*Consigne A:*
D'après l'extrait du document sur l'entrée en religion, combien de temps dure le Noviciat ?

== == ==

Le Seigneur Sabaoth appelle certains chrétiens à vivre dans un état de plus grande perfection. La vie religieuse, à strictement parler, n’est pas le fruit d’une vocation. Elle est ouverte à tous, car la vie chrétienne laïque est déjà une séparation d’avec le monde (S. Jc I, 27), un plein et définitif renoncement au diable, à ses œuvres et à ses pompes (Liturgie du baptême). La vie religieuse est néanmoins la vie évangélique en son plein, cette vie à laquelle tous doivent tendre, même les laïcs selon leur mode propre, objets de la miséricordieuse tolérance divine (I Cor. VII, 9). Les laïcs ont une raison d’être, que nul ne saurait leur contester : elle se réalise par le mariage et la génération. Aussi, l’entrée en Religion n’est pas la consécration d’un célibat causé par l’asociabilité ou la misanthropie : elle est la concrétisation du désir de perfection, de la part d’une âme de forma mentis normale, qui veut aimer Dieu d’une façon sacrificielle, qui répond de façon absolue à la parole du Sauveur : « Si tu veux être parfait, va, vends ce que tu possèdes, donne-le aux pauvres, et tu auras un trésor dans les cieux ; puis viens, et suis-moi. » (S. Mth. XIX, 21)
Si les préceptes du Sauveur s’imposent à tous, l’observation des conseils relève d’une forme plus élevée d’amour de Dieu. L’entrée en Religion est une mort au monde de la volonté propre et des sens ; aussi ne doit-elle pas s’effectuer à la légère. Elle n’est pas un droit ; les Supérieurs n’ont aucune obligation de recevoir un impétrant qui ne leur paraîtrait pas apte à la vie de charité et de renoncement, mais aussi à la vie communautaire. « Si quelqu’un veut venir à ma suite, qu’il se renonce lui-même, qu’il prenne sa croix et me suive » (S. Math. XVI, 24) : on n’entre pas en religion pour briller, mais pour s’éteindre à la vie de la cupidité, en aimant Dieu par-dessus tout, et son prochain comme soi-même.
La Concorde augustinienne et sacerdotale accueille des Religieux, qui seront, par la suite, envoyés dans les Maisons en fonction des besoins. Elle veille à leur donner une formation appropriée, fondée sur la Règle de N. S. P. Augustin, ainsi que sur les prescriptions des Anciens. Après un Postulat (de trois mois) et un Noviciat (d’une année), les Religieux y prononcent les trois vœux de façon simple, pour une durée de trois ans. Plus tard viennent les Vœux solennels.

== == ==

*Consigne B:*
Mettez en tableau Markdown tout ce qui va, dans les entrées, de la ligne contenant « Would you mind finding the flat » jusqu'à la dernière des entrées, sans les lignes vides. Utilisez une colonne « N° » pour le numéro de rang et une colonne « Texte » pour la ligne.

== == ==

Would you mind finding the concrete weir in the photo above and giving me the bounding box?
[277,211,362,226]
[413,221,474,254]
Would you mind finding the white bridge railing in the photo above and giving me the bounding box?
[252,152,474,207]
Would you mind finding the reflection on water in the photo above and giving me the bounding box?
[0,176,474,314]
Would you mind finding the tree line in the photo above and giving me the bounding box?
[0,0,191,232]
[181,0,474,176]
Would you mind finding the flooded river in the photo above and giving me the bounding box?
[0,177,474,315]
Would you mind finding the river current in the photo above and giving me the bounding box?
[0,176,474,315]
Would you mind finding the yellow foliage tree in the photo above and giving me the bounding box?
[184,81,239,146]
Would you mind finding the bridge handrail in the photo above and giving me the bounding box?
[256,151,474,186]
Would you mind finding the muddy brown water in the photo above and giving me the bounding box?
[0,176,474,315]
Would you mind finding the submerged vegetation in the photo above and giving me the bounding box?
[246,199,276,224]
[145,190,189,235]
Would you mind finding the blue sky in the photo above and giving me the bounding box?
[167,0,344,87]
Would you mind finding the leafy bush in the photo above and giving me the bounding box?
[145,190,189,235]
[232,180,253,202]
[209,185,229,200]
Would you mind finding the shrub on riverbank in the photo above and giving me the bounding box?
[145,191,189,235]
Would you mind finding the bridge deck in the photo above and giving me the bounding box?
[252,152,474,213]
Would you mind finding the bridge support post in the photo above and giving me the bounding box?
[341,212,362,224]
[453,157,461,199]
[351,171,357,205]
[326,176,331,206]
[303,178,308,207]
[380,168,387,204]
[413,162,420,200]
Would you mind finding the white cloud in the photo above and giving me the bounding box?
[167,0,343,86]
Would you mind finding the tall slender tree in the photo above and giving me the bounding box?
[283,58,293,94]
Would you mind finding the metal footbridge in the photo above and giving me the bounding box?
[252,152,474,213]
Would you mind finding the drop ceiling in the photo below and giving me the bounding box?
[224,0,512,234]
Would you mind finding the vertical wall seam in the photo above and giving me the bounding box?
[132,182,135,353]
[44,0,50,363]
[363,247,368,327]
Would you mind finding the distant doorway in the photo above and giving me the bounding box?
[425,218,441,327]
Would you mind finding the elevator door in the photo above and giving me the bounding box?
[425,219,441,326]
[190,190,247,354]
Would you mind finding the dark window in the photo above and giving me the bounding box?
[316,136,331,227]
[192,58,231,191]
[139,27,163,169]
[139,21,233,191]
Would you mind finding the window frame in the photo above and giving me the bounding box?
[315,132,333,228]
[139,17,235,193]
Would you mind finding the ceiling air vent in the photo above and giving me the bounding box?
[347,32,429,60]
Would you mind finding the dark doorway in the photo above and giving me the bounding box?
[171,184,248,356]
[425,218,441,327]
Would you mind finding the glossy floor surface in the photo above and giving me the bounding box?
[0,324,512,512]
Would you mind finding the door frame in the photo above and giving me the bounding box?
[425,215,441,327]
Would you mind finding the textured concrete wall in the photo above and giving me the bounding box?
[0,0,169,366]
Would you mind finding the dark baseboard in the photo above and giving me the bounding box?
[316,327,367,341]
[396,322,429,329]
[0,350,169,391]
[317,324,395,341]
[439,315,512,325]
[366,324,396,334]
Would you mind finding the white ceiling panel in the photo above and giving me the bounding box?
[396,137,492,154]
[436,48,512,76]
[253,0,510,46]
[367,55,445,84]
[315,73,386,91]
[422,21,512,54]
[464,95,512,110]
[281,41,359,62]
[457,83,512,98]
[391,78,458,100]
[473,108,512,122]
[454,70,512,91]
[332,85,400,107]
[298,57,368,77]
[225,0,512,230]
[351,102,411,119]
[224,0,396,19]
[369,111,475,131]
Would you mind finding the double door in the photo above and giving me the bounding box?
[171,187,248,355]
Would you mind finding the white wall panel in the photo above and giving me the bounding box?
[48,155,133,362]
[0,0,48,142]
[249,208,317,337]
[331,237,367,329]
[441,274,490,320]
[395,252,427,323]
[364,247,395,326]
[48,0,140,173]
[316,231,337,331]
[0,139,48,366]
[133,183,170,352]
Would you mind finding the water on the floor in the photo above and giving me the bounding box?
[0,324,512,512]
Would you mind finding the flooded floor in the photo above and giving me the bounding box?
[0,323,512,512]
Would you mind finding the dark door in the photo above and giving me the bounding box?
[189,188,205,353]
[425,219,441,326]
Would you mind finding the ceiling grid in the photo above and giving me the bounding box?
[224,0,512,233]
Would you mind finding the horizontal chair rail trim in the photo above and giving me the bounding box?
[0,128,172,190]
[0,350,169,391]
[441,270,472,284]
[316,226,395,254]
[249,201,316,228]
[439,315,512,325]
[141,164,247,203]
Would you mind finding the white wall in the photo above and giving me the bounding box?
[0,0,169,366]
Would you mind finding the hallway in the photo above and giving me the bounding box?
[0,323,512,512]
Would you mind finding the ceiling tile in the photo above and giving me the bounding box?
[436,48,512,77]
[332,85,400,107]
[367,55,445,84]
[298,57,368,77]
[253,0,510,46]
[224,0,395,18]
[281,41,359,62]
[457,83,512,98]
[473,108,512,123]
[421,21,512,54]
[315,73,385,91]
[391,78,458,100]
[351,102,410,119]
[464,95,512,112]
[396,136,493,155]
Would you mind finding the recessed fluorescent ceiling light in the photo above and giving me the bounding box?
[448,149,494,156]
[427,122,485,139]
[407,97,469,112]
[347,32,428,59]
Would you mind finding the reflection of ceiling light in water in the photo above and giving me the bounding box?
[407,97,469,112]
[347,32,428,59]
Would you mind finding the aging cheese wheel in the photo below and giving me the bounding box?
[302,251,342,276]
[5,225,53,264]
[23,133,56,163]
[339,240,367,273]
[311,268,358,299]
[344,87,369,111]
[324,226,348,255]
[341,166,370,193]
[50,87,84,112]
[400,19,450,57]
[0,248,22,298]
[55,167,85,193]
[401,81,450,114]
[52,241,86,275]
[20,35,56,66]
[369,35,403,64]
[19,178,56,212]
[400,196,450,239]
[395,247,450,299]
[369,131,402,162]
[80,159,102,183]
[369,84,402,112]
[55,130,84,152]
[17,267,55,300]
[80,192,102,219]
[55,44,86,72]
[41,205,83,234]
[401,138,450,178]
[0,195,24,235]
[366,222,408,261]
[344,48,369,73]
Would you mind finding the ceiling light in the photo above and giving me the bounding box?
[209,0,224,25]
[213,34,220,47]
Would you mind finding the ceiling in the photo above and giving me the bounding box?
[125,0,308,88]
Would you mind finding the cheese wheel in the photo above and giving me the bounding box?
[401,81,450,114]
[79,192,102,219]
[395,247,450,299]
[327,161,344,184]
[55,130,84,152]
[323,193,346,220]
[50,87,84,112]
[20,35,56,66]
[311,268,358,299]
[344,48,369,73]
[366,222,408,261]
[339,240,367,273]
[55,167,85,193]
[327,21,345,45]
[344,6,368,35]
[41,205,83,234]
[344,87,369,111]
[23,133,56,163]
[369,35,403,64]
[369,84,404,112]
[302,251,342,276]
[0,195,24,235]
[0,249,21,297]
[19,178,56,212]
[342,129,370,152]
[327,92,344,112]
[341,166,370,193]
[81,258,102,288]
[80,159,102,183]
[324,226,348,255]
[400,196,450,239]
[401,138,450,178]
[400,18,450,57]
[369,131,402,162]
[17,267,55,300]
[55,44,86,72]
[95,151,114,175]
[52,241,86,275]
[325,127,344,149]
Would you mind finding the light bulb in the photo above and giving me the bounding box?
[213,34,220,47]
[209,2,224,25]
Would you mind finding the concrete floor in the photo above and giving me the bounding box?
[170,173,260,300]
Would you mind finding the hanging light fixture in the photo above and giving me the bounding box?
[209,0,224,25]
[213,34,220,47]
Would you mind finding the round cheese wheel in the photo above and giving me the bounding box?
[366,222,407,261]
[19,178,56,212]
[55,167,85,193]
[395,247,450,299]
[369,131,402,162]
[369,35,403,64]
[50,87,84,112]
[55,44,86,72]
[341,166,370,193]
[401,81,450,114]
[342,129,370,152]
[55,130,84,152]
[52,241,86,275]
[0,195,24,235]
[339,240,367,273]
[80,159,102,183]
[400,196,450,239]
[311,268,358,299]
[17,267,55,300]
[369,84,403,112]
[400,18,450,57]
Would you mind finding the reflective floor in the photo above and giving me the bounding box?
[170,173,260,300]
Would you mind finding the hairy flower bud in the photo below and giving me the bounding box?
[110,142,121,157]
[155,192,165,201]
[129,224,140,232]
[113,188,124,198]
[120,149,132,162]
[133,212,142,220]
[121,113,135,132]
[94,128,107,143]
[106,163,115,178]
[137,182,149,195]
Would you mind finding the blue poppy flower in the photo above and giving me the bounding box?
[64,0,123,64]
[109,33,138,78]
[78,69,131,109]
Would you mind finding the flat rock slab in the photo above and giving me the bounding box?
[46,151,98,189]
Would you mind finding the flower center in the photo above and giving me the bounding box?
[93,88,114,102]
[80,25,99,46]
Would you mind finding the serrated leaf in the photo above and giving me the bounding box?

== == ==

*Réponse A:*
Une année.

*Réponse B:*
| N° | Texte |
|---|---|
| 1 | Would you mind finding the flat rock slab in the photo above and giving me the bounding box? |
| 2 | [46,151,98,189] |
| 3 | Would you mind finding the flower center in the photo above and giving me the bounding box? |
| 4 | [93,88,114,102] |
| 5 | [80,25,99,46] |
| 6 | Would you mind finding the serrated leaf in the photo above and giving me the bounding box? |